**Exercise instructions**
What is needed is a faithful transcription of all the data below, pictures excluded.

[Recorded data]

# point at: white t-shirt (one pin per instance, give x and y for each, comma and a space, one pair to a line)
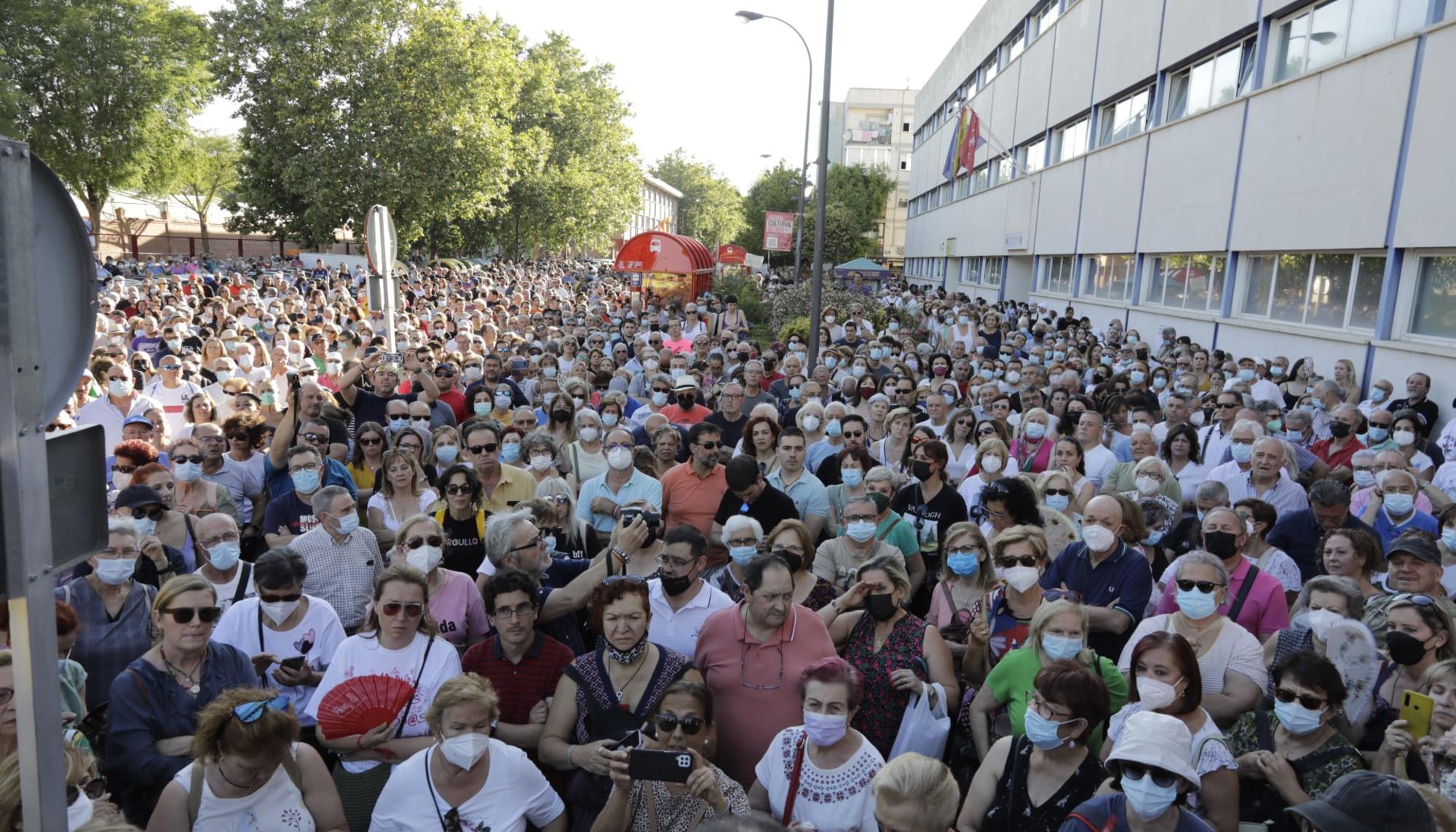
279, 805
835, 801
365, 657
320, 630
515, 793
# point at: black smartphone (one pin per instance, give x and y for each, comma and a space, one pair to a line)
662, 766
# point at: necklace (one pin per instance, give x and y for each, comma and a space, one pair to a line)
193, 687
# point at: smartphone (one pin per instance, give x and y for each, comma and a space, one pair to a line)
662, 766
1416, 710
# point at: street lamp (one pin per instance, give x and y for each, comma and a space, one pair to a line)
809, 108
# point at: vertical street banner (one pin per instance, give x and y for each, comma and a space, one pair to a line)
778, 230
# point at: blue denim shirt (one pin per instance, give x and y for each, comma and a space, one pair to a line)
148, 706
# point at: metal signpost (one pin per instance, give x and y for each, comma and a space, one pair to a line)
381, 243
47, 323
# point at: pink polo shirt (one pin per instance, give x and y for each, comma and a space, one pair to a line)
751, 718
1265, 610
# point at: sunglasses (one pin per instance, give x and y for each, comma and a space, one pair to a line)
668, 724
1307, 700
1023, 560
184, 614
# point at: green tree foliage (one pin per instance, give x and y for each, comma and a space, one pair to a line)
95, 84
353, 102
711, 208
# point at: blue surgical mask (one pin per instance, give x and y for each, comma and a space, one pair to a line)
1297, 718
742, 555
1198, 606
1062, 646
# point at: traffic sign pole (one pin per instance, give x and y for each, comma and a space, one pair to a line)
25, 510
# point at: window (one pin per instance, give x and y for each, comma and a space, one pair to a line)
1034, 156
1058, 274
1435, 309
1212, 82
1186, 281
1110, 277
1315, 288
1125, 118
1326, 32
1071, 141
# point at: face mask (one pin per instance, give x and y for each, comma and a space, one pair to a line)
882, 606
1147, 798
1297, 718
825, 729
1221, 543
1042, 732
1062, 646
1155, 694
465, 750
1021, 578
117, 571
225, 555
1198, 606
1099, 539
742, 555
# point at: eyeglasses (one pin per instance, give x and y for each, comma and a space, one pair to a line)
184, 614
743, 670
668, 724
250, 712
1307, 700
1018, 560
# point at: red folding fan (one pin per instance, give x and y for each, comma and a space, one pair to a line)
362, 705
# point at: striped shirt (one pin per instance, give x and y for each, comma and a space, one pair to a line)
341, 574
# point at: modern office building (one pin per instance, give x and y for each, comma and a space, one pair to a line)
873, 127
1269, 178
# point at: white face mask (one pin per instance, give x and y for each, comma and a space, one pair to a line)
465, 750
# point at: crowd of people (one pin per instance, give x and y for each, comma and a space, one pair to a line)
643, 565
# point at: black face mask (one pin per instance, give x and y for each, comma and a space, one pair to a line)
882, 607
1221, 543
1404, 648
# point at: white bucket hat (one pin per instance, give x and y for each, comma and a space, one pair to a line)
1158, 741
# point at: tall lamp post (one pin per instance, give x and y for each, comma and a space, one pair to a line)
809, 108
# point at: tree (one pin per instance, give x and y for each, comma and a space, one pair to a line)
711, 208
577, 179
200, 170
774, 191
97, 84
347, 103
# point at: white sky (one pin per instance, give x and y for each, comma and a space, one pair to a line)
727, 92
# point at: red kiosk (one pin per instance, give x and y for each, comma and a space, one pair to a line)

**Exercise output**
# point at: white t-shirt (one pin per instance, give x and y for each, comma and a space, one pair to a line)
279, 805
835, 801
365, 657
320, 630
515, 793
# point at: black smartphone (one pin per instance, give x and y for each, comma and a space, one pair to a line)
662, 766
# point at: necklace (one pin per instance, give x and y for each, comma and a space, one pair to a line)
193, 687
# point at: smartphone (one pin per instance, give x and y for each, comma and a space, one pair to a line)
662, 766
1416, 710
# point at: street lamp (one pin per instance, give x and y for each, comma and a space, one pair to a line)
809, 108
# point at: vertical street banner (one pin per instance, give x and y for each, comma and a space, one pair to a line)
778, 230
# point at: blue denim shirt (one pin per instance, give x and y for each, comma and a space, one pair to a line)
148, 706
# point at: metal signpost (one pin per instance, give x and y for each, comma and a space, one pair to a line)
381, 243
47, 323
# point at: pink polo shirt (one pin per instance, give x and y for each, comma and a space, one pair to a line)
751, 718
1265, 610
# point at: sunglasses (one pin per instance, give x and y for each, comma and a space, one pair to a line)
668, 724
1307, 700
1023, 560
184, 614
# point at: green tree foliage (one pin per instance, give x and y for each, comma and a space, one pair to a line)
95, 84
353, 102
711, 208
# point at: blue surgical mask (one pin per instance, give x and y for each, comma and a space, one pair to a line)
1297, 718
742, 555
1198, 606
1062, 646
# point at: traffic sign pole (one pin per instance, give x and y for each, comma and a space, one pair to a line)
25, 510
# point at: window (one pin per instance, give x and y for each, comma and a space, one pair to a line)
1034, 156
1058, 274
1435, 309
1212, 82
1186, 281
1110, 277
1315, 288
1125, 118
1326, 32
1071, 141
# point at: face mask (one pin per instance, give x and y for each, comma and a space, one pair to a line)
882, 606
1147, 798
1297, 718
825, 729
1221, 543
1042, 732
1062, 646
1155, 694
465, 750
1021, 578
117, 571
225, 555
1198, 606
1099, 539
742, 555
# point at: eyeglasses (one pin per instance, give x and y for each, comma and a space, one pair to a line)
184, 614
743, 670
668, 724
250, 712
1307, 700
1018, 560
# point at: red folding fan (one pin per instance, give x and y for each, comma and a space, one pair to a line)
362, 705
# point at: striped shirt (one pin per instance, give x and y for each, comma and a space, one pair to a line)
341, 574
# point at: modern office building (one pin per instance, give x and y for each, comma and a space, one pair to a line)
873, 127
1269, 178
# point at: white face mask (one pin per instance, give x and y for each, comma and a space, one pair to a line)
465, 750
# point at: crowd of people (one pin per instance, give x and y for each, comma and a space, one pair to a line)
643, 565
# point at: black face mask (one pin per instance, give x and y for each, comma and a space, one pair to a line)
882, 607
1221, 543
1404, 648
# point at: white bucket hat (one pin per instance, give x and y for each, comma and a space, one pair to a line)
1158, 741
# point at: tall lamp post (one pin per instance, give x and y for each, comma and a space, one pair to a line)
809, 108
# point at: tree (one pin per instance, give x and y for each, comma and a space, one pair to a line)
711, 208
577, 179
200, 170
774, 191
97, 84
347, 103
# point at: white sky (one pin per instance, give x and y for each, comma and a space, one pair to a line)
727, 92
# point at: red kiosk (one pin per instance, give x and y for each, comma and a space, one pair to a line)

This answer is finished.